··· Information given

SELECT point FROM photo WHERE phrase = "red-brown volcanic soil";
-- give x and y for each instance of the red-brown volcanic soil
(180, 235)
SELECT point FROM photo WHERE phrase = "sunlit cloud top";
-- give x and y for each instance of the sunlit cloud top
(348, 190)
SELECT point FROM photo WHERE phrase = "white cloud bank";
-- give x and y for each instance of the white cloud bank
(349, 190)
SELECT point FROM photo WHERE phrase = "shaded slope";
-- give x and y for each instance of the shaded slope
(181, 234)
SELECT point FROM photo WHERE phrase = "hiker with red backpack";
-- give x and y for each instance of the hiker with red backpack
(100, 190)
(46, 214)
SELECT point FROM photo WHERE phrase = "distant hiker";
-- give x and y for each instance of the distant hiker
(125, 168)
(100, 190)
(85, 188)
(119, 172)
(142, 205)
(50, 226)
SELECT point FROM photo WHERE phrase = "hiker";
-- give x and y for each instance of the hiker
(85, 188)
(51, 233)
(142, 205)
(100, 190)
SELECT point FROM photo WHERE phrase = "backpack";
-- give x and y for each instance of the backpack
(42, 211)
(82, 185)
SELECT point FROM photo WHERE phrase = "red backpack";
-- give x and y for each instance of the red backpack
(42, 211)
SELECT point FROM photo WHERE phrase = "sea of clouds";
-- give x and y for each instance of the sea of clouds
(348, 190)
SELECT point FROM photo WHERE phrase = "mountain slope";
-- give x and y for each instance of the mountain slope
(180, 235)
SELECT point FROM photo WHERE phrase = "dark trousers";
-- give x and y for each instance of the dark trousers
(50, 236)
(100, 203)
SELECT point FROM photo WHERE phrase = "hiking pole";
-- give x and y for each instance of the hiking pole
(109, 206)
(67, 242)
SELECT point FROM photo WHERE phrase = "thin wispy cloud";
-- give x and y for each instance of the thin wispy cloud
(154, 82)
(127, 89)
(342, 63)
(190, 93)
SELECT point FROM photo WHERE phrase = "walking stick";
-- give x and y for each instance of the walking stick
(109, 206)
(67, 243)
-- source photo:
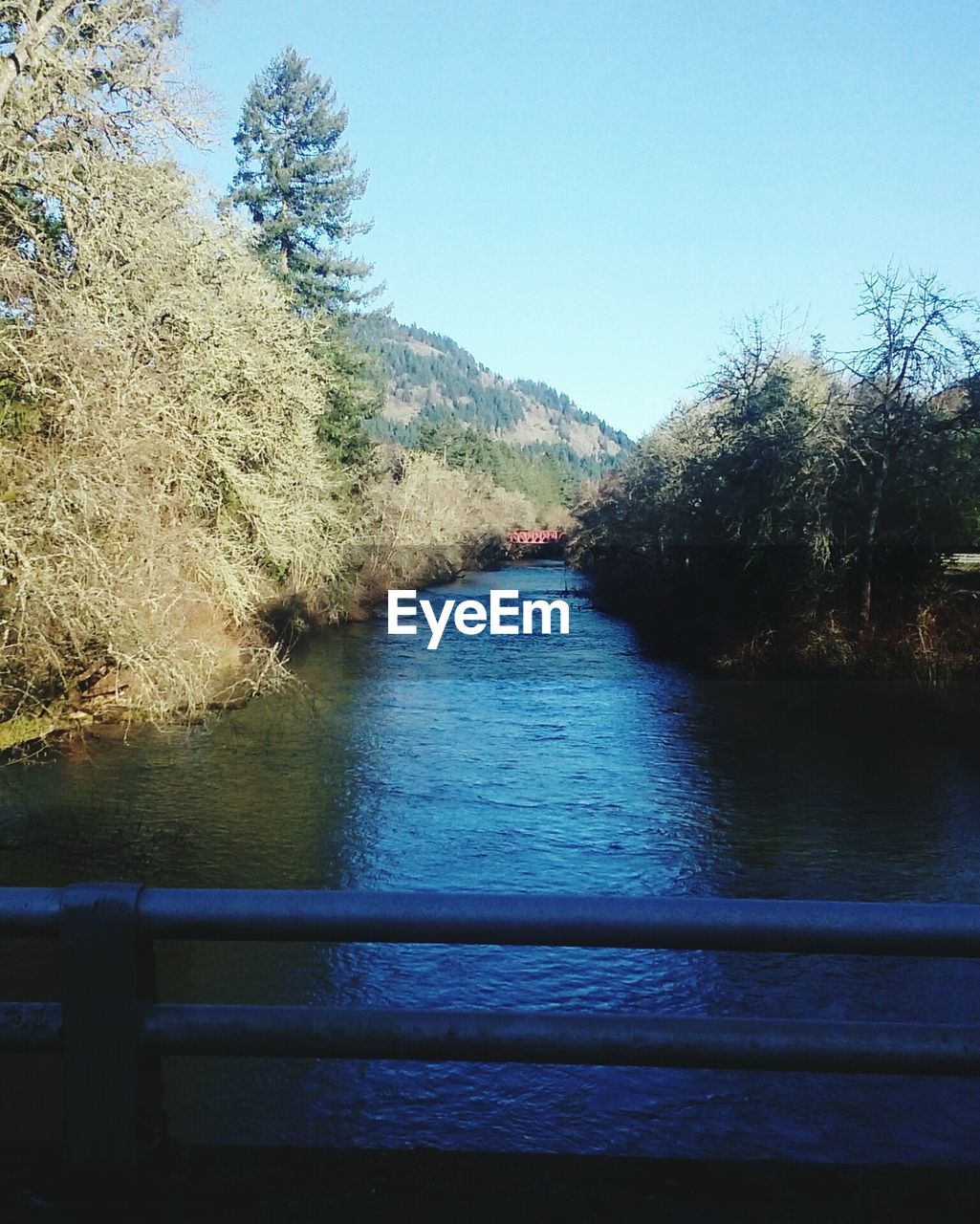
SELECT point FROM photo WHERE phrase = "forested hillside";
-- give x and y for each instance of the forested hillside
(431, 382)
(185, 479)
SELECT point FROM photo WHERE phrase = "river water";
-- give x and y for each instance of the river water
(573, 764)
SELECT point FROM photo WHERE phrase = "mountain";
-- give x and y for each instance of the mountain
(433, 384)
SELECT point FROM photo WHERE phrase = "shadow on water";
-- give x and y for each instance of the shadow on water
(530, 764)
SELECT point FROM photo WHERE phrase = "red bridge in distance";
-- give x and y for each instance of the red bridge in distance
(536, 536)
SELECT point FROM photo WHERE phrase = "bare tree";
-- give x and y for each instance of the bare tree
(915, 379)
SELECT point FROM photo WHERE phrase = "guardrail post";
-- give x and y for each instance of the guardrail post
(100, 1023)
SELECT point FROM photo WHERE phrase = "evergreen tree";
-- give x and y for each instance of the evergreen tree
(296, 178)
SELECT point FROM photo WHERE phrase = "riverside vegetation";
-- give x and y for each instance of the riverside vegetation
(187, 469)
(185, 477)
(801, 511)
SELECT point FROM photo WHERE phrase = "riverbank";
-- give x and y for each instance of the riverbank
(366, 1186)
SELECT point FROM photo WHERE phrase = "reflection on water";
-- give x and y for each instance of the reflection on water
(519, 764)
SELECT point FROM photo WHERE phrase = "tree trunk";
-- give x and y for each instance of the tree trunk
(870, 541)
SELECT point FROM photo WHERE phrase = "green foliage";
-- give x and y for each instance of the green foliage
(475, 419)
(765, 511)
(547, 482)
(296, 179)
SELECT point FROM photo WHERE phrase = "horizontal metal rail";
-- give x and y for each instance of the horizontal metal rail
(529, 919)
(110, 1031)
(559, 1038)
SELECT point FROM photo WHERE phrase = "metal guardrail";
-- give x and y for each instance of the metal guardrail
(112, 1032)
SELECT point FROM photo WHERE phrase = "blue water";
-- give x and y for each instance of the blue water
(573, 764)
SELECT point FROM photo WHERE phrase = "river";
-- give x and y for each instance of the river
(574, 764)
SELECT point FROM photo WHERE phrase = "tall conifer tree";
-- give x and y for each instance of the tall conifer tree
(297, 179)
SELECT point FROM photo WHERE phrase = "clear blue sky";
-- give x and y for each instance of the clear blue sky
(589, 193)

······

▸ Exercise aim
Leaving images out, please output every line of the data exactly.

▸ Reply
SELECT point FROM photo WHERE phrase = "red-brown volcanic soil";
-- give x and y for each instance of the red-brown volcanic soil
(180, 235)
SELECT point FROM photo WHERE phrase = "sunlit cloud top";
-- give x and y for each instance of the sunlit cloud top
(348, 190)
SELECT point FROM photo WHERE phrase = "white cloud bank";
-- give x and y for each instance of the white cloud bank
(349, 190)
SELECT point FROM photo WHERE phrase = "shaded slope";
-- give x and y for each instance of the shaded slope
(181, 234)
SELECT point FROM photo WHERE phrase = "hiker with red backpack";
-- give x and y for each instance of the hiker with red backpack
(100, 190)
(46, 214)
SELECT point FROM photo WHERE phrase = "distant hiker";
-- give x and y for each instance of the distant hiker
(125, 168)
(100, 190)
(85, 188)
(119, 172)
(142, 205)
(50, 226)
SELECT point FROM photo WHERE phrase = "hiker";
-- give x and y for each instance of the hiker
(85, 188)
(51, 233)
(142, 205)
(100, 190)
SELECT point FROM photo WHERE phrase = "backpack";
-- give x and y for each instance of the backpack
(42, 211)
(82, 185)
SELECT point FROM photo WHERE phrase = "red backpack";
-- give x and y for each instance of the red backpack
(42, 211)
SELECT point FROM photo WHERE phrase = "sea of clouds";
-- give x and y for each instance of the sea of clouds
(348, 190)
SELECT point FROM photo WHERE phrase = "mountain slope";
-- give x and y for each instance of the mountain slope
(180, 235)
SELECT point FROM photo WHERE phrase = "dark trousers";
-- give x and y for each instance of the dark trousers
(50, 236)
(100, 203)
SELECT point FROM photo WHERE phrase = "hiking pole";
-- give x and y for each instance of the hiking pole
(109, 206)
(67, 242)
SELECT point FROM photo WHERE phrase = "thin wispy cloud";
-- give x and y for each instance of the thin wispy cloud
(154, 82)
(127, 89)
(342, 63)
(190, 93)
SELECT point FROM photo WHERE phrase = "walking stick";
-- give x and y for each instance of the walking stick
(109, 206)
(67, 243)
-- source photo:
SELECT point FROM photo WHERE phrase = "forested hillside";
-- give x and y for each instance of the forested hillside
(431, 382)
(185, 479)
SELECT point FROM photo WHERE phrase = "river water";
-- give x and y for each instance of the river water
(573, 764)
SELECT point FROM photo WHERE phrase = "mountain";
-- give x and y for each instance of the mountain
(433, 384)
SELECT point FROM photo WHERE phrase = "shadow on water";
-- give x and y for each instance of the shadow on water
(530, 764)
SELECT point FROM photo WHERE phrase = "red bridge in distance";
-- give x and y for each instance of the red bridge in distance
(536, 536)
SELECT point FROM photo WHERE phrase = "bare tree";
-- give x and y for each instance of the bare tree
(915, 379)
SELECT point FROM photo WHERE phrase = "guardrail post";
-- give x and y for each instance of the guardrail post
(100, 1023)
SELECT point FROM photo WHERE phrase = "evergreen tree";
-- give x and y for each instance of the evergreen tree
(296, 178)
SELECT point FROM photo WHERE phrase = "riverside vegetation";
-- give x and y for each instance of the riverside vegetation
(187, 469)
(185, 477)
(801, 511)
SELECT point FROM photo WHERE phrase = "riverbank";
-- give x and y for each instance of the riverbank
(366, 1186)
SELECT point FROM photo WHERE phrase = "reflection on water";
-- give x and y for each instance of the reflection on water
(519, 764)
SELECT point FROM photo WHERE phrase = "tree trunk";
-- give x and y for each instance of the tree trunk
(870, 541)
SELECT point FROM photo WHERE phrase = "green foliage";
-- give x and y for each instance of the green foliage
(475, 419)
(765, 511)
(547, 482)
(296, 179)
SELECT point FROM photo WHERE phrase = "horizontal metal rail";
-- give x and y for each instance of the horizontal metal rail
(529, 919)
(110, 1031)
(559, 1038)
SELECT point FROM photo WHERE phrase = "metal guardrail";
-- give x and y for each instance of the metal guardrail
(112, 1032)
SELECT point FROM photo WHERE phrase = "blue water";
-- give x and y for each instance of the blue water
(573, 764)
SELECT point FROM photo WHERE phrase = "river";
-- give x and y for each instance of the river
(574, 764)
SELECT point FROM photo WHERE phrase = "tall conifer tree";
-- give x and y for each instance of the tall conifer tree
(297, 179)
SELECT point FROM photo WHERE phrase = "clear blue sky";
-- give x and y for each instance of the clear blue sky
(589, 193)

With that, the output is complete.